## Work instructions
Please state how many lines in the records that follow include "sample", with no other output.

[Saved entries]
* * * * * * *
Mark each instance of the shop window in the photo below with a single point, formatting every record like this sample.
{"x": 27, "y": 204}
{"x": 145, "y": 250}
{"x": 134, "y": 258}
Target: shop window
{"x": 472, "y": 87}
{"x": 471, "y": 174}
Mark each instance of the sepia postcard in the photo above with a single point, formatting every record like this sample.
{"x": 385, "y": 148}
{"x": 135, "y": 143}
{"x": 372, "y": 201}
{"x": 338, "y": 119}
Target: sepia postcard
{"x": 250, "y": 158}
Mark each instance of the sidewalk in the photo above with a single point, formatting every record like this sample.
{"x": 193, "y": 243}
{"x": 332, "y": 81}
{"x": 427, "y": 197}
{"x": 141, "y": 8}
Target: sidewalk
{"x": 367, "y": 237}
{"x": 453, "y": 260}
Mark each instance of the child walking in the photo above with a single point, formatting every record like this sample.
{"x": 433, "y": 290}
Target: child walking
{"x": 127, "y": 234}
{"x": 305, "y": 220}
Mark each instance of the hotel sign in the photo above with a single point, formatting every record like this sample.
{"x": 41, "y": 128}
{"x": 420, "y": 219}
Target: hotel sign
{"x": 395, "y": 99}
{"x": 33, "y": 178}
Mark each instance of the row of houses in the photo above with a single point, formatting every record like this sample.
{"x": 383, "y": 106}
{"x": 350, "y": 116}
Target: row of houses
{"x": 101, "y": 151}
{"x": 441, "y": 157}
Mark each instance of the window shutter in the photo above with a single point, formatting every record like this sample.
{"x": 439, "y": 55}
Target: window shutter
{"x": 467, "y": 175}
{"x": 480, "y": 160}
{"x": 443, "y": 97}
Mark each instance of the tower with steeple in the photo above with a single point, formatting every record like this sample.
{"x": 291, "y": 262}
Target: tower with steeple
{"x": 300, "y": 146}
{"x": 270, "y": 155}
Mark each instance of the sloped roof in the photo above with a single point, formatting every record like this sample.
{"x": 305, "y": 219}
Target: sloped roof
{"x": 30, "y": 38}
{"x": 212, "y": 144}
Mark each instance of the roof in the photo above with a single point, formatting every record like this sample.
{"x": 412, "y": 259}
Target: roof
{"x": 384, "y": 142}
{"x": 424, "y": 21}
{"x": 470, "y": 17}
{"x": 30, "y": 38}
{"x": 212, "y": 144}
* * * * * * *
## Reply to the task
10